**Exercise:** Nothing but the records, repeated exactly, should form the response.

**Given records:**
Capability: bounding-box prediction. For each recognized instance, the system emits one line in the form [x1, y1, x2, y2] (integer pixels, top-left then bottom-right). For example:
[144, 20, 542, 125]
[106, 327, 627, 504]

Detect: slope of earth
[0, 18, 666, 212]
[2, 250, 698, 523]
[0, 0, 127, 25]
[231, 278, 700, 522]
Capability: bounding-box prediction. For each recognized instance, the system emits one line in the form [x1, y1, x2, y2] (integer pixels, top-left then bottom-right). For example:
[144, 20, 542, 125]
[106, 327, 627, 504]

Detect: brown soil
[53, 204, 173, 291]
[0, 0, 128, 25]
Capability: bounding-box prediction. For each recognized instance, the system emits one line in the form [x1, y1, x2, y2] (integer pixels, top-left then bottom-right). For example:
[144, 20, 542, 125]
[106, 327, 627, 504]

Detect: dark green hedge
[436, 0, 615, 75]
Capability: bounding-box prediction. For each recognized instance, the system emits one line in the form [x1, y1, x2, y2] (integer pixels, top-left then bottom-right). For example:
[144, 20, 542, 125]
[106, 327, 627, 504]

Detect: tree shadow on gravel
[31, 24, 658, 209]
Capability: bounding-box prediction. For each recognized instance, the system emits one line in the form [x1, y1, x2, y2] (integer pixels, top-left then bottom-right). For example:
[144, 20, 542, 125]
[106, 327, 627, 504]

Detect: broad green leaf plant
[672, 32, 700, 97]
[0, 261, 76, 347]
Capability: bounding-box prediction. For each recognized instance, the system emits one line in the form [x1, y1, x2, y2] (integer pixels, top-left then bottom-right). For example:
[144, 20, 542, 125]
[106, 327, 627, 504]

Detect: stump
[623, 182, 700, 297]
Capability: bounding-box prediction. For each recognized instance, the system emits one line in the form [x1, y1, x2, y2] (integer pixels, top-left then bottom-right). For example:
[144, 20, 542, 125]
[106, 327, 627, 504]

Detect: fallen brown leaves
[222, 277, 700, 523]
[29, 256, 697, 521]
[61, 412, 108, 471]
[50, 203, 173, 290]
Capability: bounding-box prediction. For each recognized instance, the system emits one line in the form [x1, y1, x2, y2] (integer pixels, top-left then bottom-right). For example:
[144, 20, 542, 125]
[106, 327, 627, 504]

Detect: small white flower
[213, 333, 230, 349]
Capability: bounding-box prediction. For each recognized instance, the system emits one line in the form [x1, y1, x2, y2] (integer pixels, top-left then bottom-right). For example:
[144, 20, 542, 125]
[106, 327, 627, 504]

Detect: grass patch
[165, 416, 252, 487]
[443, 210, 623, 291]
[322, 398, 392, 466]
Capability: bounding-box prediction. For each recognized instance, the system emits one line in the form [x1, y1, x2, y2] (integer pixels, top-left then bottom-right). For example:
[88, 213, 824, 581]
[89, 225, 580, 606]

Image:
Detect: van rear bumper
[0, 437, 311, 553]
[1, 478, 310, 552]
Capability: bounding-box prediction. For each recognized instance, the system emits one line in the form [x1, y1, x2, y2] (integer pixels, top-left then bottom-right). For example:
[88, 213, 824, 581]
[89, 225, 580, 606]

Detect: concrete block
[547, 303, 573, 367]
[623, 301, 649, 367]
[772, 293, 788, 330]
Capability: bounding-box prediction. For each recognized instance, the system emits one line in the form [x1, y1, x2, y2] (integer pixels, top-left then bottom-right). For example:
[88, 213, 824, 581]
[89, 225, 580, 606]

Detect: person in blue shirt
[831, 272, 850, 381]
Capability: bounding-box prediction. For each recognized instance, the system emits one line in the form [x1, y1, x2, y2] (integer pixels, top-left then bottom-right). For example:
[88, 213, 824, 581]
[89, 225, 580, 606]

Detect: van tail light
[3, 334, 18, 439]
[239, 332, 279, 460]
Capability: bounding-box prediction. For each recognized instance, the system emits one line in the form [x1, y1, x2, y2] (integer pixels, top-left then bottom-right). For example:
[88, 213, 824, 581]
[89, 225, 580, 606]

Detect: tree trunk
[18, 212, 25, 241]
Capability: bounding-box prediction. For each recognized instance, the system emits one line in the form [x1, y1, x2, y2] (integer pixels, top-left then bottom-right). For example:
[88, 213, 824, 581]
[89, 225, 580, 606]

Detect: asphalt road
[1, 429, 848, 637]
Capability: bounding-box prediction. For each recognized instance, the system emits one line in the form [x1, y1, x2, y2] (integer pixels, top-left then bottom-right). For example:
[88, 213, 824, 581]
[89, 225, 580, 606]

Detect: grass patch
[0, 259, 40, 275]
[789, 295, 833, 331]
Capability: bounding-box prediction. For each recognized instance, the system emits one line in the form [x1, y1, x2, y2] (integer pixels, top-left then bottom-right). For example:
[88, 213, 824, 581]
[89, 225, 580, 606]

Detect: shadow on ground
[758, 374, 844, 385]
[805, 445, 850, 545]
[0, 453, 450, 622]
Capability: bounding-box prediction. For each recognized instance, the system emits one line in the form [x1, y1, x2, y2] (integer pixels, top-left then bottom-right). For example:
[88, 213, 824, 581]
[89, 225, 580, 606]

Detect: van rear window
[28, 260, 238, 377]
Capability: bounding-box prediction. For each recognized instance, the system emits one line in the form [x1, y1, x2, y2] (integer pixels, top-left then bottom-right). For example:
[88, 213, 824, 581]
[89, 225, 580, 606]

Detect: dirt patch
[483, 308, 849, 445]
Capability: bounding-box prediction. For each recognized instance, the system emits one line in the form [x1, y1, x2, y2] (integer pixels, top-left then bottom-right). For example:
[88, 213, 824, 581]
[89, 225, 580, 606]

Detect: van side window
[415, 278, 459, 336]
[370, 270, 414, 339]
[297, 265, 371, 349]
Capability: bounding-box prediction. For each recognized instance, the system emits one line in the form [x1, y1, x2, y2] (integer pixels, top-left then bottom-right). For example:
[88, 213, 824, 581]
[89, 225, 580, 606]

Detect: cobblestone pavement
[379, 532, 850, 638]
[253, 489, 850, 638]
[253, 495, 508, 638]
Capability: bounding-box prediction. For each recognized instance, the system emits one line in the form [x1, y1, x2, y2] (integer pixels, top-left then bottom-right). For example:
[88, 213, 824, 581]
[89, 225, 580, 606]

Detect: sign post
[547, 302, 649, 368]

**Result of this task:**
Capability: bounding-box prediction. For each recognized instance, the system emits one line in the form [x1, y1, x2, y2] (integer pixels, top-left then bottom-right). For example:
[144, 20, 542, 125]
[106, 327, 627, 504]

Detect: slope of earth
[0, 18, 666, 212]
[2, 250, 698, 523]
[0, 0, 127, 25]
[231, 278, 700, 522]
Capability: bounding-box prediction. For each recognized instance, the system emits one line in the form [x1, y1, x2, y2] (integer pixels, top-left then bottom-right). For example:
[144, 20, 542, 125]
[106, 327, 627, 504]

Detect: brown soil
[53, 204, 173, 291]
[0, 0, 128, 25]
Capability: bounding-box prediction. For each recognized instance, the system emits one line in the form [x1, y1, x2, y2] (integer pixels, top-left then bottom-right). For example:
[144, 20, 542, 125]
[106, 327, 627, 504]

Detect: dark green hedge
[436, 0, 615, 75]
Capability: bounding-box prediction. For each recognized instance, the system emits one line in the form [x1, y1, x2, y2] (integer pixels, top-left then bottom-right). For example:
[144, 20, 542, 125]
[106, 327, 627, 504]

Detect: tree shadow on gravel
[31, 24, 658, 209]
Capability: bounding-box prediction. For each recognized instance, the system emits one line in the form [x1, y1, x2, y2] (integer pixels, top-left then bottom-right). For example:
[144, 20, 542, 125]
[106, 327, 627, 504]

Detect: broad green leaf plant
[672, 32, 700, 97]
[0, 261, 76, 347]
Capability: bounding-box prediction. For each recognized instance, the system emits one line in the form [x1, y1, x2, y2] (integer pixels, top-left then bottom-right). For example:
[144, 20, 542, 125]
[106, 327, 627, 504]

Detect: stump
[623, 182, 700, 297]
Capability: bounding-box prediction. For each recognized instance, the system emits one line in the form [x1, y1, x2, y2] (integer pixels, top-left then bottom-right). For example:
[144, 20, 542, 125]
[106, 327, 627, 504]

Detect: fallen brown leaves
[222, 277, 700, 523]
[29, 256, 697, 521]
[61, 412, 108, 471]
[50, 203, 173, 290]
Capability: bounding-box prediction. For each recognized instance, the system emits one line in the form [x1, y1, x2, y2] (integer pixels, top-left then bottom-right). For example:
[144, 20, 542, 125]
[106, 327, 627, 504]

Detect: small white flower
[213, 333, 230, 349]
Capability: bounding-box prediction. For each recognized instance, the system emits one line in the form [x1, y1, x2, y2] (integer pixels, top-left then bottom-right). For example:
[144, 20, 542, 125]
[106, 327, 627, 504]

Detect: grass patch
[165, 416, 252, 487]
[443, 210, 623, 291]
[322, 398, 392, 466]
Capability: bounding-box prediction. For each recognized instance, the system emits one line in the form [x1, y1, x2, y2] (integer pixels, top-left then bottom-right). For example:
[88, 213, 824, 581]
[89, 225, 580, 606]

Image:
Detect: van rear bumper
[0, 437, 311, 553]
[1, 478, 310, 552]
Capability: bounding-box prediction. For each recognized instance, the system emits one line in the form [x1, y1, x2, y2] (integer pixels, top-left then bottom-right). For example:
[88, 213, 824, 581]
[89, 225, 580, 606]

Detect: concrete block
[547, 303, 573, 367]
[623, 301, 649, 367]
[772, 293, 788, 330]
Capability: bounding-box prediction. For each recognized instance, the system emits one line in the form [x1, y1, x2, y2] (integer pixels, top-left then bottom-right). For example:
[88, 213, 824, 581]
[89, 225, 580, 606]

Detect: person in blue shirt
[831, 272, 850, 381]
Capability: bounding-box prediction. For each recognized instance, the system emits one line in the form [x1, y1, x2, y2] (integer pixels, top-left then bottom-right). For example:
[88, 213, 824, 581]
[89, 225, 580, 606]

Detect: van tail light
[3, 334, 18, 439]
[239, 332, 279, 460]
Capability: bounding-box prediction. For each recognized instance, the system emits one line in the form [x1, y1, x2, y2] (integer pixels, top-left then bottom-right). For example:
[88, 213, 824, 581]
[89, 225, 580, 606]

Detect: tree trunk
[18, 212, 25, 241]
Capability: bounding-box prediction. For each recognized instance, the system emits one line in the form [x1, y1, x2, y2] (integer pixels, top-left then bottom-right). For example:
[88, 213, 824, 581]
[89, 225, 580, 606]

Detect: asphalt road
[1, 429, 848, 637]
Capability: bounding-box prediction. For each recognized instance, the system emits one line in the form [x1, y1, x2, y2] (integer pixels, top-left then bottom-right). For example:
[88, 213, 824, 581]
[89, 225, 580, 606]

Detect: grass patch
[0, 259, 40, 275]
[789, 295, 833, 331]
Capability: bounding-box prediction. For each recognized instance, the system emits one line in the form [x1, y1, x2, y2] (integer pixels, top-left then bottom-right). For example:
[88, 213, 824, 581]
[89, 225, 580, 606]

Detect: shadow on ground
[758, 374, 844, 385]
[805, 445, 850, 545]
[0, 453, 450, 622]
Capability: bounding-box prediction. For each recognized instance, the system emits one line in the form [x1, y1, x2, y2] (integer pixels, top-left then bottom-right). For example:
[88, 213, 824, 581]
[89, 225, 580, 606]

Detect: van rear window
[28, 260, 238, 377]
Capability: bounding-box prediction. For each recognized instance, the system emits one line in the form [x1, y1, x2, y2] (integer pixels, top-left then bottom-right). For example:
[88, 213, 824, 581]
[89, 225, 580, 606]

Detect: dirt patch
[483, 308, 849, 445]
Capability: bounding-box prediction. For each recognized instance, the system emits one line in the form [x1, y1, x2, y2] (integer pixels, top-left then bottom-right). For example:
[88, 213, 824, 581]
[89, 225, 580, 606]

Detect: van side window
[415, 278, 459, 336]
[370, 270, 414, 339]
[297, 265, 371, 349]
Capability: bounding-box prediction. For each recognized instance, the system emits one line in the form [x1, y1, x2, y2] (integer pixels, top-left then bottom-right). For example:
[88, 213, 824, 581]
[89, 225, 580, 606]

Detect: cobblestone pavement
[379, 532, 850, 638]
[253, 489, 850, 638]
[253, 495, 508, 638]
Capability: bounding-box prediction. For each recognized instance, the system emits one line in the form [x1, y1, x2, y2] (integer pixels, top-left then bottom-right). For example:
[88, 213, 824, 581]
[89, 225, 580, 606]

Detect: sign post
[547, 302, 649, 368]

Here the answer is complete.